[INPUT RECORDS Boundary: Start]

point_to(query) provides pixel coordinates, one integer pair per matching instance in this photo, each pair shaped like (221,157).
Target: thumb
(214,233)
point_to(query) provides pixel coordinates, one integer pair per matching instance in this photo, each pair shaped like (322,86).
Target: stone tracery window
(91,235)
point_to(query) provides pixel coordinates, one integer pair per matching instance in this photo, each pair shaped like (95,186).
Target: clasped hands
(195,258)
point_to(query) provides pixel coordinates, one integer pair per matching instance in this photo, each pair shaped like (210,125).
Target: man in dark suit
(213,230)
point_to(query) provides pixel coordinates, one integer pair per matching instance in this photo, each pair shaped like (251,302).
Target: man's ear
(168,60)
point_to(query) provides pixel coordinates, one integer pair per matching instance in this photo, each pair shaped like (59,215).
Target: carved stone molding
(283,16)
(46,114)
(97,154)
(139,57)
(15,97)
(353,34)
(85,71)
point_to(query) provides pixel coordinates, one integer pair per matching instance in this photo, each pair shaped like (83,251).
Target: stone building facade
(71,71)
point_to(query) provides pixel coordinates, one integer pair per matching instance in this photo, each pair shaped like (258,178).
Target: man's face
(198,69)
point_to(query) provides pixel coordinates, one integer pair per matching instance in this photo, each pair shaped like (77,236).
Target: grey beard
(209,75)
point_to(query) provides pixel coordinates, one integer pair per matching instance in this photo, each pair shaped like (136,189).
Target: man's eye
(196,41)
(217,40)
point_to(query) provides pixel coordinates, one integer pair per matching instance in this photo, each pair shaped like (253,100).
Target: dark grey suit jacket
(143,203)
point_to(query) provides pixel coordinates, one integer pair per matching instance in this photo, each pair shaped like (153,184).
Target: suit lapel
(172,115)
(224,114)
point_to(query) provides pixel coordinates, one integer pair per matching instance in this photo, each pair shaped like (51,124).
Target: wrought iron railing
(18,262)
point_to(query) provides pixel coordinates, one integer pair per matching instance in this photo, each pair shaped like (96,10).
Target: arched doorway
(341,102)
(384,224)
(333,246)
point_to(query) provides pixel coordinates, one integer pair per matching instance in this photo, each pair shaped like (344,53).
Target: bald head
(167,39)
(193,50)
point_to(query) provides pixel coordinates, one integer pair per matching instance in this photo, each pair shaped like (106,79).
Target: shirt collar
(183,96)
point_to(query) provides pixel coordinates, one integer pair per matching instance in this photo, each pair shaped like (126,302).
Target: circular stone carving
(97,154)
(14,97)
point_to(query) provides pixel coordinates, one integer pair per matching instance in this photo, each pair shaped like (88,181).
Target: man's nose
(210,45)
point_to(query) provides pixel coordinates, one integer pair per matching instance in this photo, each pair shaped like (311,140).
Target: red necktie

[INPUT RECORDS Boundary: End]

- [WORK REQUEST]: In the data above, start at the line that has "shaped like (83,251).", stop after the line that has "shaped like (253,100).", and print every line in between exactly as it stands.

- [RESULT BELOW]:
point_to(query) provides pixel coordinates, one integer pair per matching instance in this photo, each pair shaped like (83,251).
Target: stone building facade
(71,71)
point_to(query) provides pixel coordinates, one integer pair per matching instance in this photo, each pair shaped like (258,178).
Target: man's face
(198,69)
point_to(query) provides pixel coordinates, one integer pair per matching instance in this photo, each pair shaped like (77,236).
Target: grey beard
(209,75)
point_to(query) provides pixel coordinates, one integer pair per matching instance in this photo, each pair shaped like (136,189).
Target: man's eye
(196,41)
(217,40)
point_to(query) provides pixel coordinates, one integer pair per matching instance in this photo, each pair shaped like (253,100).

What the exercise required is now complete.